- _Directions for this task_
Retype all the data word for word.

- _Input data_

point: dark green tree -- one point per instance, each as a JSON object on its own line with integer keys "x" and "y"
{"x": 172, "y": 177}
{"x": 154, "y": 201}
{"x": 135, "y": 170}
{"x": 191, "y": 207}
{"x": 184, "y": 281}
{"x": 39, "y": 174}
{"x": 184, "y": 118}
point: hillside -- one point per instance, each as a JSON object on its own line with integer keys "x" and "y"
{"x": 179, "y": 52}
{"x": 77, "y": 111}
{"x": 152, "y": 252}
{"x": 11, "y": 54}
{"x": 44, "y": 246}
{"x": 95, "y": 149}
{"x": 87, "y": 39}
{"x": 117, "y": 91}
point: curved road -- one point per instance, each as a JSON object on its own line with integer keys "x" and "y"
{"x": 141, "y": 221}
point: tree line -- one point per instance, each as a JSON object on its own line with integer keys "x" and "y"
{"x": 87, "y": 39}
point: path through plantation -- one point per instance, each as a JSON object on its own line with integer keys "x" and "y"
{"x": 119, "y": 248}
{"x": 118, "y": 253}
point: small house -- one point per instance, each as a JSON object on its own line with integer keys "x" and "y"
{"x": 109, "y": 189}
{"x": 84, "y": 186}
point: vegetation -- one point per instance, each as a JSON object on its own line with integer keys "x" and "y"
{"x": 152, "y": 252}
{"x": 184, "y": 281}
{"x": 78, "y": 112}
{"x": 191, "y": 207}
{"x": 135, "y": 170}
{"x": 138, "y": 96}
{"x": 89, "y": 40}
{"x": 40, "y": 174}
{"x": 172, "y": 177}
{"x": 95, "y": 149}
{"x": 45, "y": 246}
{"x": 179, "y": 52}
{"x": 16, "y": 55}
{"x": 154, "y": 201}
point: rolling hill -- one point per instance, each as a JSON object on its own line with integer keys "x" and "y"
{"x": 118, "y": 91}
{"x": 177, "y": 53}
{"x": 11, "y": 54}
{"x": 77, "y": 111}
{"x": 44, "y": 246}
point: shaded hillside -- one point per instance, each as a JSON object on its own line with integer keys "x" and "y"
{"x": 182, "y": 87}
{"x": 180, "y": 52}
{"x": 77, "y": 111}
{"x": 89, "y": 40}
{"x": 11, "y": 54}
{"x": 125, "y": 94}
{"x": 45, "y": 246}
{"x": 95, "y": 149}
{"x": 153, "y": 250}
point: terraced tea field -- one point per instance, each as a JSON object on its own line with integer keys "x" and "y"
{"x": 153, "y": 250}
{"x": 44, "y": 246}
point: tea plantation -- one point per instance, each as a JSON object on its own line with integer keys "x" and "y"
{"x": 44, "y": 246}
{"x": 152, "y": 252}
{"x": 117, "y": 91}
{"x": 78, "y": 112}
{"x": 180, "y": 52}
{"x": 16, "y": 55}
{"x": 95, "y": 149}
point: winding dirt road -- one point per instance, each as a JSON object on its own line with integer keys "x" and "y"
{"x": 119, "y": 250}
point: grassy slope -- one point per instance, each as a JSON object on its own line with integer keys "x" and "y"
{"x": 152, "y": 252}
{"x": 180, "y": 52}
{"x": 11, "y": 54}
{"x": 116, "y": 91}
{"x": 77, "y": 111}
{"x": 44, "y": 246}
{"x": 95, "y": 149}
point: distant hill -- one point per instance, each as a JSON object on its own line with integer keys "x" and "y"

- _Response box_
point: dark green tree -- one point per instance, each as a JSON object on its own line with integer keys "x" and "y"
{"x": 172, "y": 177}
{"x": 154, "y": 201}
{"x": 135, "y": 170}
{"x": 191, "y": 207}
{"x": 184, "y": 281}
{"x": 39, "y": 174}
{"x": 184, "y": 118}
point: hillside -- one point per instance, each as a JSON object on its own line with integer keys "x" and "y"
{"x": 179, "y": 52}
{"x": 77, "y": 111}
{"x": 152, "y": 252}
{"x": 11, "y": 54}
{"x": 44, "y": 246}
{"x": 95, "y": 149}
{"x": 87, "y": 39}
{"x": 117, "y": 91}
point: curved road -- one point per instance, each as a JSON object on its own line with integer keys "x" and "y"
{"x": 141, "y": 221}
point: tree line -- one point per instance, each as a JSON object on its own line with integer keys "x" and "y"
{"x": 87, "y": 39}
point: path through plantation -- one point per instance, each as a JSON object on its own line with integer keys "x" and "y"
{"x": 119, "y": 248}
{"x": 118, "y": 253}
point: small house -- one point per instance, each as a JSON object on its own line with integer keys "x" and "y"
{"x": 109, "y": 189}
{"x": 84, "y": 186}
point: vegetation -- one point per instance, each as a JSON object on its own line with integer keys "x" and "y"
{"x": 152, "y": 252}
{"x": 184, "y": 281}
{"x": 78, "y": 112}
{"x": 191, "y": 207}
{"x": 135, "y": 170}
{"x": 138, "y": 96}
{"x": 89, "y": 40}
{"x": 40, "y": 174}
{"x": 172, "y": 177}
{"x": 95, "y": 149}
{"x": 45, "y": 246}
{"x": 179, "y": 52}
{"x": 16, "y": 55}
{"x": 154, "y": 201}
point: rolling hill -- one point per instance, each as a JSON object on its own line with integer keys "x" and "y"
{"x": 118, "y": 91}
{"x": 177, "y": 53}
{"x": 11, "y": 54}
{"x": 77, "y": 111}
{"x": 44, "y": 246}
point: shaded hillside -- one point per instance, each as a JSON object on its own line with integer keys "x" and "y"
{"x": 182, "y": 87}
{"x": 180, "y": 52}
{"x": 77, "y": 111}
{"x": 89, "y": 40}
{"x": 11, "y": 54}
{"x": 125, "y": 94}
{"x": 45, "y": 246}
{"x": 95, "y": 149}
{"x": 153, "y": 250}
point: terraced tea field -- one point per instance, each as a JSON object on its own line with integer keys "x" and "y"
{"x": 153, "y": 250}
{"x": 44, "y": 246}
point: tea plantation -- one point per instance, each as a JSON object on its own line with integer keys "x" and "y"
{"x": 44, "y": 246}
{"x": 152, "y": 252}
{"x": 117, "y": 91}
{"x": 78, "y": 112}
{"x": 180, "y": 52}
{"x": 16, "y": 55}
{"x": 95, "y": 149}
point: winding dirt road -- one point per instance, each as a JSON object on its own line with integer keys "x" and "y"
{"x": 119, "y": 250}
point: grassy slope -- one point per instance, each as a JSON object on its own line with integer keys "x" and "y"
{"x": 152, "y": 252}
{"x": 180, "y": 52}
{"x": 11, "y": 54}
{"x": 116, "y": 91}
{"x": 77, "y": 111}
{"x": 44, "y": 246}
{"x": 95, "y": 149}
point: distant hill -- one point per instance, each as a JSON object on its own line with integer keys "x" and "y"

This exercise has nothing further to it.